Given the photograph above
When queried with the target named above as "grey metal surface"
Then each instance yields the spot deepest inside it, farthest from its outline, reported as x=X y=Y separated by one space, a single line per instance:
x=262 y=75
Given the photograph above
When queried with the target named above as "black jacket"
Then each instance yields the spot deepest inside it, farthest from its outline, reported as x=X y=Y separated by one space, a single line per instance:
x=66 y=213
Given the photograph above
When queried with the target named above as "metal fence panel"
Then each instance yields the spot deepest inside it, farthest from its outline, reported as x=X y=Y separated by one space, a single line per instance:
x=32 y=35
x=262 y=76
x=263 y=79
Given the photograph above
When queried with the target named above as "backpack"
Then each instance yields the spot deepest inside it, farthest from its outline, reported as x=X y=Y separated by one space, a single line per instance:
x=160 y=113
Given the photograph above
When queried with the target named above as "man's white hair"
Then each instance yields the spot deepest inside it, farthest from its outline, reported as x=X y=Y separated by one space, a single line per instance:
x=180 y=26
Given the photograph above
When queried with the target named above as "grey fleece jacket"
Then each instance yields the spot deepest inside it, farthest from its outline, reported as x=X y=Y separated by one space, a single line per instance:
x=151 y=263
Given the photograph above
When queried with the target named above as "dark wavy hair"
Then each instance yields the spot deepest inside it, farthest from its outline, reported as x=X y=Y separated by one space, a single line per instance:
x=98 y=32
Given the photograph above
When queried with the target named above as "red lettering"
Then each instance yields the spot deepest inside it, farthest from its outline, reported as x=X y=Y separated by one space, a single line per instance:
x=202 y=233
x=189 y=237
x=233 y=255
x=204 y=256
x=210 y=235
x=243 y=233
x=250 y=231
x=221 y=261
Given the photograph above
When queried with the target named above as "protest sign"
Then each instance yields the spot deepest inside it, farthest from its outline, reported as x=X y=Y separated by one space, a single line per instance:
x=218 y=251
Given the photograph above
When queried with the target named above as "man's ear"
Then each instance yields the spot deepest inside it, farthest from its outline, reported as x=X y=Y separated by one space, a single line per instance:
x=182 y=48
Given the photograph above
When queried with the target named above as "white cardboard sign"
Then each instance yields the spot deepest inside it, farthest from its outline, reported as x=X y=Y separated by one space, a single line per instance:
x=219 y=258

====================

## [What to produce]
The answer should be the complete set of records, printed exactly.

## [Solution to this problem]
Given the photograph above
When queried with the target named above as "grey metal surface"
Then each instance yields the spot deepest inside it, farthest from its outline, reported as x=X y=Y separated by one space, a single line per instance:
x=262 y=75
Given the photograph above
When queried with the target named above as "black jacket"
Then each instance yields the spot deepest inside it, farthest from its outline, reported as x=X y=Y separated by one space, a single line per instance:
x=66 y=213
Given the photograph above
When queried with the target named above as "metal fence panel"
Then each instance yields the spot deepest inside it, farthest from its outline, reported as x=X y=Y separated by one space, a single line per instance:
x=32 y=35
x=262 y=76
x=263 y=79
Given the photograph above
When queried with the target named above as "backpack"
Then each instance yields the spot deepest inside it, farthest from its outline, reported as x=X y=Y separated by one space, a single line per instance:
x=160 y=113
Given the photograph above
When queried with the target named above as "man's white hair"
Then each instance yields the spot deepest inside it, farthest from its outline, reported as x=X y=Y separated by one space, a single line per instance:
x=180 y=26
Given the photograph above
When queried with the target named above as "grey fleece jacket"
Then each instance yields the spot deepest inside it, farthest from its outline, reported as x=X y=Y separated by one space, a single line per instance:
x=151 y=263
Given the photograph above
When queried with the target named above as "dark wavy hair"
Then each instance yields the spot deepest inside it, farthest from its outline, reported as x=X y=Y separated by one space, a single line per instance:
x=98 y=32
Given the photograph above
When queried with the target named above as "red lettering"
Then each instance yields the spot deepest inside it, farthest from its outline, reported as x=X y=Y separated by one space, a single line per instance:
x=202 y=233
x=189 y=237
x=233 y=255
x=204 y=256
x=210 y=235
x=243 y=233
x=250 y=231
x=221 y=261
Given the photograph above
When queried with the target named above as "protest sign"
Then each instance yields the spot deepest inside it, farthest from its outline, reported as x=X y=Y separated by one space, a single line per instance:
x=218 y=251
Given the photograph above
When queried with the target named above as "man's ear"
Then each instance yields the spot deepest inside it, farthest from its outline, reported as x=X y=Y separated by one space, a single line per instance:
x=182 y=48
Given the photograph above
When queried with the target named above as "white cardboard sign"
Then each instance yields the spot deepest inside it, farthest from its outline, reported as x=X y=Y separated by one space, a single line per instance:
x=219 y=258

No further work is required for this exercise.